Connectu LLC v. Zuckerberg, 522 F.3d at 91.

Reading all of plaintiff's filings together, and considering the documents referenced in plaintiff's pleadings (specifically, the “Pricing supplement No. 2016... To Prospectus Supplement ..." (herein, the “Pricing Supplement”)) as well as the concessions made by defendants, the Court can draw the following underlying facts. Plaintiff claims to “own and hold[]” several exchange traded notes known as Velocity Shares 3x Long Crude Oil ETNs (“ETN”), issued by CGMH, which were linked to the “S&P GSCI Crude Oil Index ER.” ECF No. 50-2 at 1.Plaintiff purchased these exchange trade notes on or around “11/02/2016” in the “ordinary course of trading, via [several] [non-Citigroup] broker[erage]” accounts. ECF Nos. 43 at 34; 1 at 4. He further asserts that the notes were due in December 2031. ECF No. 1 at 5. But, according to him, Citigroup accelerated the notes in March 2020. Id. This acceleration, plaintiff claims, “requires the payment of principal which is $25 per exchange trade note,” which plaintiff claims is more than $820,125. Id.; ECF No. 43 at 36 and 42.

See ECF No. 43 at 34.

“When. factual allegations are expressly linked to-and admittedly dependent upon-a document (the authenticity of which is not challenged), that document effectively merges into the pleadings and the trial court can review it in deciding a motion to dismiss under Rule 12(b)(6).” Beddall v. State Street Bank and Trust Co., 137 F.3d 12, 17 (1st Cir. 1998). Schatz v. Republican State Leadership Comm., 669 F.3d 50, 55-56 (1st Cir. 2012)(quoting Arturet-Velez v. R.J. Reynolds Tobacco Co., 429 F.3d 10, 13 n.2 (1st Cir. 2005)(“we can consider. implications from documents attached to or fairly incorporated into the complaint[.] and concessions in plaintiff's response to the motion to dismiss.”)(internal quotation marks omitted)).

For context, the Court takes note that this particular index “tracks futures contracts for crude oil.” Allen v. Citigroup Global Market Holdings, Inc., 2023 WL 2368833, at *2 (S.D.N.Y., 2023).

Defendants raised several arguments questioning the plausibility of plaintiff's claims in light of the fact that they did not issue ETNs at the time the pleadings indicate that they were purchased or issued. However, because plaintiff's case is foreclosed by Fed.R.Civ.P. 12(b)(6) regardless of the correct date of the issuance or purchase of the here relevant ETNs, the Court need not address this argument.

Furthermore, plaintiff also seems to claim that the payment he seeks is guaranteed by some of the defendants. Id., at 6; 43 at 2, 34. However, these claims are barely intelligible.

**Supplied material**.

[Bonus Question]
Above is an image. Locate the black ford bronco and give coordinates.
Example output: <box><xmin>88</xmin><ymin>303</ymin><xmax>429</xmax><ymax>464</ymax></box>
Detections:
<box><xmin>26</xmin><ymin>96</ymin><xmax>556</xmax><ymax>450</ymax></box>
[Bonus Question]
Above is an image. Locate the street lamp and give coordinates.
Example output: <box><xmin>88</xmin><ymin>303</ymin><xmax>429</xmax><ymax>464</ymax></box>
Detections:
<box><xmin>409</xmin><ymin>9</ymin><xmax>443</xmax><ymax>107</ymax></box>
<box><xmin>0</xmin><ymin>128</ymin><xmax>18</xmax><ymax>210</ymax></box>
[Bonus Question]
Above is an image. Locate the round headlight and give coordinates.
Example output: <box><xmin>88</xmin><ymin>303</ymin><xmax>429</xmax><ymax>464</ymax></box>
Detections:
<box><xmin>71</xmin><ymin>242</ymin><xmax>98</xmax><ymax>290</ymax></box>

**Exercise set**.
(A) List every court case cited by name in the court opinion excerpt.
(B) Rewrite the court opinion excerpt from "See ECF No." up to and including "quotation marks omitted)).", replacing "trial court" with "district court".

**Task responses**.
(A)
Connectu LLC v. Zuckerberg
Beddall v. State Street Bank and Trust Co.
Schatz v. Republican State Leadership Comm.
Arturet-Velez v. R.J. Reynolds Tobacco Co.
Allen v. Citigroup Global Market Holdings, Inc.

(B)
See ECF No. 43 at 34.

“When. factual allegations are expressly linked to-and admittedly dependent upon-a document (the authenticity of which is not challenged), that document effectively merges into the pleadings and the district court can review it in deciding a motion to dismiss under Rule 12(b)(6).” Beddall v. State Street Bank and Trust Co., 137 F.3d 12, 17 (1st Cir. 1998). Schatz v. Republican State Leadership Comm., 669 F.3d 50, 55-56 (1st Cir. 2012)(quoting Arturet-Velez v. R.J. Reynolds Tobacco Co., 429 F.3d 10, 13 n.2 (1st Cir. 2005)(“we can consider. implications from documents attached to or fairly incorporated into the complaint[.] and concessions in plaintiff's response to the motion to dismiss.”)(internal quotation marks omitted)).